- _What this task involves_:
Copy out the data word for word. The images are not part of the copy.

- _Dataset excerpts_:
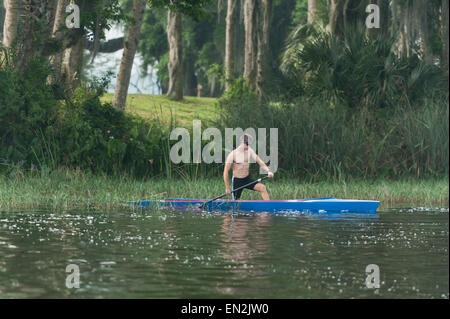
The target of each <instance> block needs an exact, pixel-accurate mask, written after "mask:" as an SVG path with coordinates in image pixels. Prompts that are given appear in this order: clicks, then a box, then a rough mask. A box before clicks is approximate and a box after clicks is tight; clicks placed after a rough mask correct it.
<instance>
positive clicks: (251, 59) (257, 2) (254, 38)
mask: <svg viewBox="0 0 450 319" xmlns="http://www.w3.org/2000/svg"><path fill="white" fill-rule="evenodd" d="M257 1H259V0H245V3H244V24H245V52H244V79H246V81H247V83H248V85H249V86H250V87H251V88H252V89H255V88H256V73H257V62H256V59H257V56H258V24H259V23H258V16H259V14H258V2H257Z"/></svg>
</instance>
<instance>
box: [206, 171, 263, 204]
mask: <svg viewBox="0 0 450 319" xmlns="http://www.w3.org/2000/svg"><path fill="white" fill-rule="evenodd" d="M266 178H268V176H264V177H261V178H258V179H257V180H256V181H253V182H251V183H248V184H246V185H244V186H241V187H239V188H236V189H233V190H232V191H231V193H234V192H236V191H238V190H240V189H243V188H246V187H247V186H250V185H253V184H256V183H260V182H261V181H263V180H265V179H266ZM227 195H228V194H227V193H224V194H222V195H220V196H217V197H214V198H213V199H210V200H209V201H207V202H204V203H203V204H201V205H200V206H199V207H203V206H204V205H206V204H208V203H211V202H213V201H215V200H216V199H219V198H222V197H225V196H227Z"/></svg>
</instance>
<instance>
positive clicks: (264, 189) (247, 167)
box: [223, 134, 273, 200]
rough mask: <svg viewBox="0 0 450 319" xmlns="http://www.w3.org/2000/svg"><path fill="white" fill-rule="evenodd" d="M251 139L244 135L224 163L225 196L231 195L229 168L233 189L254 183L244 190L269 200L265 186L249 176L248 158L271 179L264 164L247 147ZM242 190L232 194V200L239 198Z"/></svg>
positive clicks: (251, 148) (268, 196) (269, 174)
mask: <svg viewBox="0 0 450 319" xmlns="http://www.w3.org/2000/svg"><path fill="white" fill-rule="evenodd" d="M251 138H252V137H251V136H250V135H248V134H244V135H243V136H242V137H241V144H240V145H239V146H238V147H237V148H236V149H235V150H233V151H232V152H231V153H230V154H229V155H228V157H227V160H226V161H225V168H224V170H223V180H224V182H225V187H226V193H227V195H230V194H231V190H230V182H229V179H228V171H229V170H230V168H233V178H232V187H233V189H236V188H239V187H242V186H244V185H246V184H249V183H252V182H255V184H251V185H250V186H247V187H245V188H247V189H251V190H254V191H258V192H260V193H261V197H262V199H263V200H269V199H270V198H269V194H268V193H267V189H266V186H264V185H263V184H261V183H258V182H256V181H255V180H254V179H252V178H251V177H250V176H249V172H248V169H249V166H250V165H249V161H248V159H249V156H251V157H252V158H253V159H254V160H255V162H256V163H258V165H259V166H261V167H262V168H263V169H264V170H266V171H267V174H268V177H270V178H273V173H272V172H270V171H269V168H268V167H267V165H266V164H264V162H263V161H262V160H261V159H260V158H259V156H258V155H256V153H255V151H254V150H253V149H252V148H250V147H249V146H248V144H249V141H250V139H251ZM242 190H243V189H240V190H238V191H236V192H233V199H234V200H238V199H239V198H240V197H241V193H242Z"/></svg>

- _Exercise solution_:
The target of each <instance> block needs an exact, pixel-accurate mask, written after "mask:" as an SVG path with coordinates in image pixels. Prompts that are given appear in this order: clicks, then a box, then a rough mask. A box before clicks is approximate and a box after clicks is tight; clicks placed after a rough mask correct it.
<instance>
positive clicks: (251, 59) (257, 2) (254, 38)
mask: <svg viewBox="0 0 450 319" xmlns="http://www.w3.org/2000/svg"><path fill="white" fill-rule="evenodd" d="M257 1H259V0H245V3H244V24H245V52H244V79H246V81H247V83H248V85H249V86H250V87H251V88H252V89H255V88H256V73H257V62H256V59H257V56H258V24H259V23H258V16H259V14H258V2H257Z"/></svg>
</instance>
<instance>
box: [206, 171, 263, 204]
mask: <svg viewBox="0 0 450 319" xmlns="http://www.w3.org/2000/svg"><path fill="white" fill-rule="evenodd" d="M266 178H268V176H264V177H261V178H258V179H257V180H256V181H253V182H251V183H248V184H246V185H244V186H241V187H239V188H236V189H233V190H232V191H231V193H234V192H236V191H238V190H240V189H243V188H246V187H247V186H250V185H253V184H256V183H260V182H261V181H263V180H265V179H266ZM227 195H228V194H227V193H224V194H222V195H220V196H217V197H214V198H213V199H210V200H209V201H207V202H204V203H203V204H201V205H200V206H199V207H203V206H204V205H206V204H208V203H211V202H213V201H215V200H216V199H219V198H222V197H225V196H227Z"/></svg>
</instance>
<instance>
positive clicks: (264, 189) (247, 167)
box: [223, 134, 273, 200]
rough mask: <svg viewBox="0 0 450 319" xmlns="http://www.w3.org/2000/svg"><path fill="white" fill-rule="evenodd" d="M251 139L244 135L224 163L225 196L231 195L229 168L233 189L254 183L244 190L269 200L265 186L249 176L248 158L271 179L264 164L247 147ZM242 190L232 194V200L239 198Z"/></svg>
positive clicks: (251, 148) (268, 196) (269, 174)
mask: <svg viewBox="0 0 450 319" xmlns="http://www.w3.org/2000/svg"><path fill="white" fill-rule="evenodd" d="M251 138H252V137H251V136H250V135H248V134H244V135H243V136H242V137H241V144H240V145H239V146H238V147H237V148H236V149H235V150H233V151H232V152H231V153H230V154H229V155H228V157H227V160H226V161H225V168H224V170H223V180H224V182H225V187H226V193H227V195H230V194H231V190H230V182H229V179H228V171H229V170H230V168H233V178H232V187H233V189H236V188H239V187H242V186H244V185H246V184H249V183H252V182H255V184H251V185H250V186H247V187H245V188H247V189H251V190H254V191H258V192H260V193H261V197H262V199H263V200H269V199H270V198H269V194H268V193H267V189H266V186H264V185H263V184H261V183H258V182H256V181H255V180H254V179H252V178H251V177H250V176H249V172H248V169H249V166H250V165H249V161H248V159H249V156H251V157H252V158H253V159H254V160H255V162H256V163H258V165H259V166H261V167H262V168H263V169H264V170H266V171H267V174H268V177H270V178H273V173H272V172H270V171H269V168H268V167H267V165H266V164H264V162H263V161H262V160H261V159H260V158H259V156H258V155H256V153H255V151H254V150H253V149H252V148H250V147H249V146H248V144H249V141H250V139H251ZM242 190H243V189H240V190H238V191H236V192H233V199H234V200H238V199H239V198H240V197H241V193H242Z"/></svg>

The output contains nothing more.